*Task objective:* Return all lines from the listing below in which the string "marking" occurs.

-------------------------

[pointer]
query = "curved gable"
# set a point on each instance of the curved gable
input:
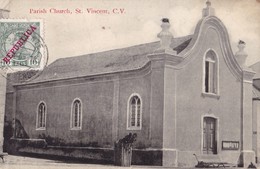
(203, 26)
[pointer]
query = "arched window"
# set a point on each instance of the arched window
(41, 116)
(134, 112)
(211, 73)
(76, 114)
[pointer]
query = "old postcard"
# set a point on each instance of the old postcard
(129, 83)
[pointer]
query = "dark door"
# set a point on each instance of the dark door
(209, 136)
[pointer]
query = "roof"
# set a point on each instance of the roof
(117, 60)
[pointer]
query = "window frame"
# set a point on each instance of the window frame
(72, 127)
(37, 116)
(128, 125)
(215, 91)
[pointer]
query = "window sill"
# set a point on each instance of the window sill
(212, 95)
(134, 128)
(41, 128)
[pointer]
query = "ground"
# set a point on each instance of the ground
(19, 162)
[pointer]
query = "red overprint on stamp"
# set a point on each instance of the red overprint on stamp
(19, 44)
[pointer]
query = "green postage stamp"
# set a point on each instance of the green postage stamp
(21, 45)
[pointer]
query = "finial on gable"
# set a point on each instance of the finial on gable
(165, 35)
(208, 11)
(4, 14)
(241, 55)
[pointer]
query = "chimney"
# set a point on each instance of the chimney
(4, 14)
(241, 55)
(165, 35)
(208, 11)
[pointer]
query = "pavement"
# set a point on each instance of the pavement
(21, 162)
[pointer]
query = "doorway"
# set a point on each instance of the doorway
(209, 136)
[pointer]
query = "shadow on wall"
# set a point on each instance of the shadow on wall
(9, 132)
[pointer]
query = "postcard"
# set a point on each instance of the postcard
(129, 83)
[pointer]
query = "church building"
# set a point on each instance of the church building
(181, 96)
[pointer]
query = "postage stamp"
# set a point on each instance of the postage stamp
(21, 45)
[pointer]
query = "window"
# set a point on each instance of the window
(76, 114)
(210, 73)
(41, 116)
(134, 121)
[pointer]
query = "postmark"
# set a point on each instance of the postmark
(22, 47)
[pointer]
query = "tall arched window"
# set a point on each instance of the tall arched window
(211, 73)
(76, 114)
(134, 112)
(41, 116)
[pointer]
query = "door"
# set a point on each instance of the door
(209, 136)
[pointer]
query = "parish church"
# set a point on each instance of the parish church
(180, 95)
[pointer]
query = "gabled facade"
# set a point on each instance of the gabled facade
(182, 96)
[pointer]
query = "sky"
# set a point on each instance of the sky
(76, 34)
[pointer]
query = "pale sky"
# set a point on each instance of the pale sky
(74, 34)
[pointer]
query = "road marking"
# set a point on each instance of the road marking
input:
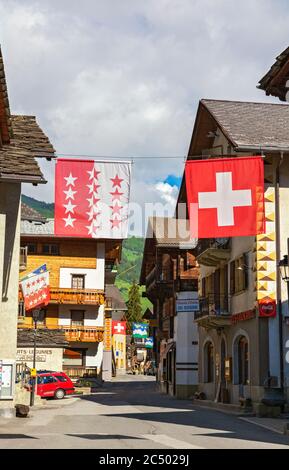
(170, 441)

-------------------------

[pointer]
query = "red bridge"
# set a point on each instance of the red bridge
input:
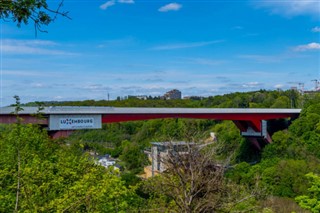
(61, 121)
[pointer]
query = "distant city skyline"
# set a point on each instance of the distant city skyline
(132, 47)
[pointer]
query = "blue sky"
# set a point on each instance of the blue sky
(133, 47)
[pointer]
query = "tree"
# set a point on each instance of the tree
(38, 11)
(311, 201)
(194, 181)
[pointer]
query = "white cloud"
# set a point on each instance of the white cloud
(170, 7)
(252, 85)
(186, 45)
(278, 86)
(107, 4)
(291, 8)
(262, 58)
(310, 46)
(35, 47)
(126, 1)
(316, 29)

-------------------------

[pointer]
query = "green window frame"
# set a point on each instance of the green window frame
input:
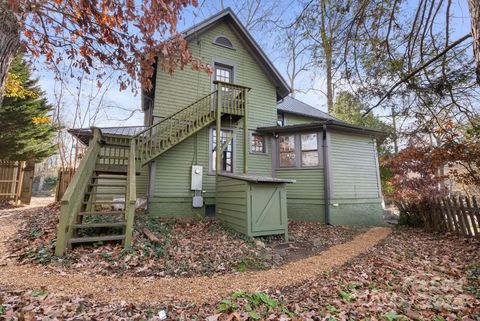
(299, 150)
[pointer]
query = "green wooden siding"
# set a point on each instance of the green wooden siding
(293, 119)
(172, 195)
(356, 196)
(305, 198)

-------------------------

*Answer section:*
query = "road marking"
# set a point on each instance of the road marking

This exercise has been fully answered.